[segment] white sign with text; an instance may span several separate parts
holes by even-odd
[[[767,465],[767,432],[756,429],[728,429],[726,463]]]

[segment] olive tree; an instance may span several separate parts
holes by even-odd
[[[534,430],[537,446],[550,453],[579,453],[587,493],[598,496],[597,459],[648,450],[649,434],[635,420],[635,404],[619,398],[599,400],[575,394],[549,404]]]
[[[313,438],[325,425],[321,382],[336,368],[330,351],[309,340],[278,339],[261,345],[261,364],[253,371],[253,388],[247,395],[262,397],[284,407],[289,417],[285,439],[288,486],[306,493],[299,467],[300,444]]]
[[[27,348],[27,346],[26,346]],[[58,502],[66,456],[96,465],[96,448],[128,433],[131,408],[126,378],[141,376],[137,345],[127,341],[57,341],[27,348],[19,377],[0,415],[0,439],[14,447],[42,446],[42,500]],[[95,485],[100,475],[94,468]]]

- - -

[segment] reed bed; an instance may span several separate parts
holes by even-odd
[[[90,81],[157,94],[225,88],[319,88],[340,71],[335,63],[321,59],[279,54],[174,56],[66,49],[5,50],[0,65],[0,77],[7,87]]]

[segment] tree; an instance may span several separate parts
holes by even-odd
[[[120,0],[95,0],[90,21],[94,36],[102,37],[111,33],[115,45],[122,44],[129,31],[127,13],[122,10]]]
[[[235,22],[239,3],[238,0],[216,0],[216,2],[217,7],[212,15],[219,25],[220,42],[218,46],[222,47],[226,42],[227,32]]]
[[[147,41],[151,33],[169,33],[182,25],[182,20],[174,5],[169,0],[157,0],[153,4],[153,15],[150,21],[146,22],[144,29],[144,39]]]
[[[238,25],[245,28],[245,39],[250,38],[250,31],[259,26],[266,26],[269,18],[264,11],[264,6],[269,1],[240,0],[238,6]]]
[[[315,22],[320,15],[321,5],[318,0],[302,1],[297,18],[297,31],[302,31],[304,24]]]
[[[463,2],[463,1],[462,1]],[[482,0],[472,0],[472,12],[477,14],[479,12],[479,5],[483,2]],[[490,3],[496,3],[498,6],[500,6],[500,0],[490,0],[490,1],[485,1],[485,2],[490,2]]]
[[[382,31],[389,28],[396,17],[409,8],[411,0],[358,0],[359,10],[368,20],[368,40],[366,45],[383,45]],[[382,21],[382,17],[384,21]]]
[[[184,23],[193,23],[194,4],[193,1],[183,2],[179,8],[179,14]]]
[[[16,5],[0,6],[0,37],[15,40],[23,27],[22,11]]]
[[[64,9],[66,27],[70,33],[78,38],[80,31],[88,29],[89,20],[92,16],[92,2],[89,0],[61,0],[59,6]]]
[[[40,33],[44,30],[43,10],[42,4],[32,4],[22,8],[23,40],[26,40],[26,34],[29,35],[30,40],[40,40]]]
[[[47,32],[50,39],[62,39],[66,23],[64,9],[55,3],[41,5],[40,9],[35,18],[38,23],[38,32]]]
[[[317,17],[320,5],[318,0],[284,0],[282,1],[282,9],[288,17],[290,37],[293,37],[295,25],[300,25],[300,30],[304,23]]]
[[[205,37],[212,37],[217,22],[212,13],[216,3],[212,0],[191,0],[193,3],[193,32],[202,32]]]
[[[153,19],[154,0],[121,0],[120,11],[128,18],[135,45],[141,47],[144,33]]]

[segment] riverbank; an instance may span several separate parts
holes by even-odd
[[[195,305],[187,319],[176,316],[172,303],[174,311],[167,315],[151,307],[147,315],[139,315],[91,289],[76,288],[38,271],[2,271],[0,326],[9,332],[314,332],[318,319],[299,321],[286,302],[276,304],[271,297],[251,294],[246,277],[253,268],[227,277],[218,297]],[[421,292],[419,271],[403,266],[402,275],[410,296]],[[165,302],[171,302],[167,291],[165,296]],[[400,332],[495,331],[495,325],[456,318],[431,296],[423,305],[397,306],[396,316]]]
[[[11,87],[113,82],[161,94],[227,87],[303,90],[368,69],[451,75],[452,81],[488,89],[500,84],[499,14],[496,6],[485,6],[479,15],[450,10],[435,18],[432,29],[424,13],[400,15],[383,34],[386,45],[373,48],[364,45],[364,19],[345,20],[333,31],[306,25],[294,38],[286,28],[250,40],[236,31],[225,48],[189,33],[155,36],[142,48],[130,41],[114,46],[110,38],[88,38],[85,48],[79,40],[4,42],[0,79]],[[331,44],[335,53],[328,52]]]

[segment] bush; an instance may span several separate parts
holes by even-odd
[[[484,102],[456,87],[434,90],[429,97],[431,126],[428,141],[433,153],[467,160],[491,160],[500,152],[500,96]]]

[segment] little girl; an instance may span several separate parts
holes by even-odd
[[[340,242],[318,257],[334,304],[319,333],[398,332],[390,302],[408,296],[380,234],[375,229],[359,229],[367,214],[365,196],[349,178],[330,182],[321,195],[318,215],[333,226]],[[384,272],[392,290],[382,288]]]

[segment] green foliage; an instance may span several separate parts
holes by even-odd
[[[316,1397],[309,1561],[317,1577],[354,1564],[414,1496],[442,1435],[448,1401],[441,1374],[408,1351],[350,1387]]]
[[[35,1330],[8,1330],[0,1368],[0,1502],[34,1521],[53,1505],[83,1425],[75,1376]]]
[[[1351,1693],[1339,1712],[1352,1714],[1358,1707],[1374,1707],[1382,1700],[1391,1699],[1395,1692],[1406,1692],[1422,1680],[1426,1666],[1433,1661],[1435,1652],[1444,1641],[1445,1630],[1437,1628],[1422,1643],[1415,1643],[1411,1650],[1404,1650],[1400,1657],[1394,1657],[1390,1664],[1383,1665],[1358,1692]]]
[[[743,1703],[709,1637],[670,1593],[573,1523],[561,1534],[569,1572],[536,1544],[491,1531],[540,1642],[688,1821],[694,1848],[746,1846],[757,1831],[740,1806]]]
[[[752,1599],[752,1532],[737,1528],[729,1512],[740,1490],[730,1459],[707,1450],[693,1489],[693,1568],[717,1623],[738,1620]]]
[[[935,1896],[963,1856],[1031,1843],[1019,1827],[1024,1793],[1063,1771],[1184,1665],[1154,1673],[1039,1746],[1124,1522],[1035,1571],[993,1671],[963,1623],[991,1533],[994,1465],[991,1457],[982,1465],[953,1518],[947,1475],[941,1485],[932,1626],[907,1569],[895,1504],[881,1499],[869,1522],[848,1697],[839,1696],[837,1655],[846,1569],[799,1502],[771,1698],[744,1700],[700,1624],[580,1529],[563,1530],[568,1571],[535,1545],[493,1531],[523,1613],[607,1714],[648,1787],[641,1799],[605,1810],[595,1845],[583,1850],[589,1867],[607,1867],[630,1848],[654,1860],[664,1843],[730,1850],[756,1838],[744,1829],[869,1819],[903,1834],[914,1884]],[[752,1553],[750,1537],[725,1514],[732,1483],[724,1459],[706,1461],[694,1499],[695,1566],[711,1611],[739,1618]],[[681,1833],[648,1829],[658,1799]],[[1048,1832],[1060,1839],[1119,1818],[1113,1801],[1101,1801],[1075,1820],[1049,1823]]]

- - -

From the line holding "[segment] little girl;" to the line holding "[segment] green foliage;", inclusive, restate each line above exactly as written.

Written answer:
[segment] little girl; an instance may span several separate parts
holes by even-odd
[[[340,242],[318,257],[334,304],[319,333],[398,332],[390,302],[408,296],[380,234],[375,229],[359,229],[367,214],[365,196],[349,178],[330,182],[321,195],[318,215],[333,226]],[[384,272],[392,290],[382,288]]]

[segment] green foliage; an instance may span several separate parts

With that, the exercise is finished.